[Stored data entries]
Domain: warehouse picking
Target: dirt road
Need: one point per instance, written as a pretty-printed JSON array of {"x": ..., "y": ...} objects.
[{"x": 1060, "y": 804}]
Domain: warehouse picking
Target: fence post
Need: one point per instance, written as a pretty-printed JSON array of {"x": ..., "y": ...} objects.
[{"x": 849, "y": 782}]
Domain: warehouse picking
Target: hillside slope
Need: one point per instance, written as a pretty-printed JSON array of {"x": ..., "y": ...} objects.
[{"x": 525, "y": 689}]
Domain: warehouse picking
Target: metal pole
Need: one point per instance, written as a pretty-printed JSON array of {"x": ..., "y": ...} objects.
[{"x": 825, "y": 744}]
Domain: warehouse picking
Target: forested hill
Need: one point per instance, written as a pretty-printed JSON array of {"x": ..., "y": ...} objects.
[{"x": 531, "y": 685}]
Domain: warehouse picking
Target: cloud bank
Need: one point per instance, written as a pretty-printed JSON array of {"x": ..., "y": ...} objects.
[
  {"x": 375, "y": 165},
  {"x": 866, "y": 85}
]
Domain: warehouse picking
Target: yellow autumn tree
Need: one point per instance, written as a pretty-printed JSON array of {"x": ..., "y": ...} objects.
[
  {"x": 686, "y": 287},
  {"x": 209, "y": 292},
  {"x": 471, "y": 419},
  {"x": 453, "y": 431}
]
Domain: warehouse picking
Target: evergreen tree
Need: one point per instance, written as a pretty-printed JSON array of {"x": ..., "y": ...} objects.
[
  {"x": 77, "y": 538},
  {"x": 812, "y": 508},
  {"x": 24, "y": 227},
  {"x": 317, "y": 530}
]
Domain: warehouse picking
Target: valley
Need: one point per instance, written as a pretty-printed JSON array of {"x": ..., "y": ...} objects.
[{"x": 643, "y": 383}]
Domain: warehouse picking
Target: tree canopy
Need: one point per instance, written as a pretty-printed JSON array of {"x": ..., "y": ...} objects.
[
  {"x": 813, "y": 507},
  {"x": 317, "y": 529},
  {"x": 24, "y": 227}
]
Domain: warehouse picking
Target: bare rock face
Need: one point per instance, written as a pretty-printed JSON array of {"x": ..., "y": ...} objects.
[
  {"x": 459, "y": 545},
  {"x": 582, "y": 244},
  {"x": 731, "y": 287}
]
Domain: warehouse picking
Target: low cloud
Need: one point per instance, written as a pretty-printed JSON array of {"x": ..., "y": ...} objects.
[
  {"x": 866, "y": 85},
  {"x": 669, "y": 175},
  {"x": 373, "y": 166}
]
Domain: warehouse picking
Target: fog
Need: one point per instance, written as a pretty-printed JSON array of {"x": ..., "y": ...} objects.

PROBLEM TO SOLVE =
Nothing may be left out: return each entry exactly as it reads.

ANSWER TO THIS PROBLEM =
Domain: warehouse picking
Target: dirt road
Need: one point per instance, written as a pretty-printed JSON array of {"x": ..., "y": ...} objects.
[{"x": 1060, "y": 804}]
Domain: warehouse picking
Target: fence post
Need: one point per instance, written as a pretty-printed JSON array of {"x": ..., "y": ...} objects.
[{"x": 849, "y": 782}]
Domain: warehouse picking
Target: hillside slope
Need: one point per instance, written as a pretty-printed JSON array of {"x": ..., "y": ...} objects.
[{"x": 525, "y": 689}]
Domain: warehouse picking
Target: metal pole
Need: one point per instance, written as a pretty-printed JSON array of {"x": ..., "y": ...} objects.
[{"x": 825, "y": 744}]
Domain: warehouse picking
Target: forested hill
Need: one point per instance, written as a pretty-printed JSON array of {"x": ..., "y": ...} objects.
[{"x": 531, "y": 685}]
Domain: warehouse picking
Target: cloud bank
Need: one point per instance, written as a pretty-printed JSON array of {"x": ..., "y": ...} objects.
[
  {"x": 375, "y": 165},
  {"x": 866, "y": 85}
]
Domain: warehouse picking
Target: yellow autumn tree
Need: one point per instance, written as a pretty-printed JSON array of {"x": ..., "y": ...} objects.
[
  {"x": 686, "y": 287},
  {"x": 209, "y": 292},
  {"x": 471, "y": 419},
  {"x": 453, "y": 431}
]
Domain: warehouse picking
Target: evergreen tree
Need: one point per instance, written as a pretty-printed JSON array of {"x": ..., "y": ...} objects.
[
  {"x": 77, "y": 538},
  {"x": 812, "y": 508},
  {"x": 24, "y": 227},
  {"x": 317, "y": 530}
]
Domain: warehouse picking
Target: valley
Need: one point per instance, written as a pretty-printed JSON array of {"x": ..., "y": ...} objects.
[{"x": 643, "y": 383}]
Domain: warehouse picking
Target: tree canopy
Need: one point per instance, written as a pretty-printed JSON array of {"x": ..., "y": ...} objects.
[
  {"x": 813, "y": 507},
  {"x": 317, "y": 529},
  {"x": 24, "y": 227}
]
Domain: warehouse picking
Target: bare rock face
Need: one point per instance, written as a pretty-printed JSON array of {"x": ..., "y": ...} objects.
[
  {"x": 459, "y": 545},
  {"x": 582, "y": 244},
  {"x": 731, "y": 287}
]
Domain: warehouse picking
Target: low cloud
Need: one point per instance, written as a pretty-printed JSON array of {"x": ..., "y": ...} objects.
[
  {"x": 866, "y": 85},
  {"x": 669, "y": 175},
  {"x": 373, "y": 166}
]
Domain: warehouse picking
Target: fog
Need: one point per instance, written as a pretty-printed JSON array of {"x": ..., "y": ...} objects.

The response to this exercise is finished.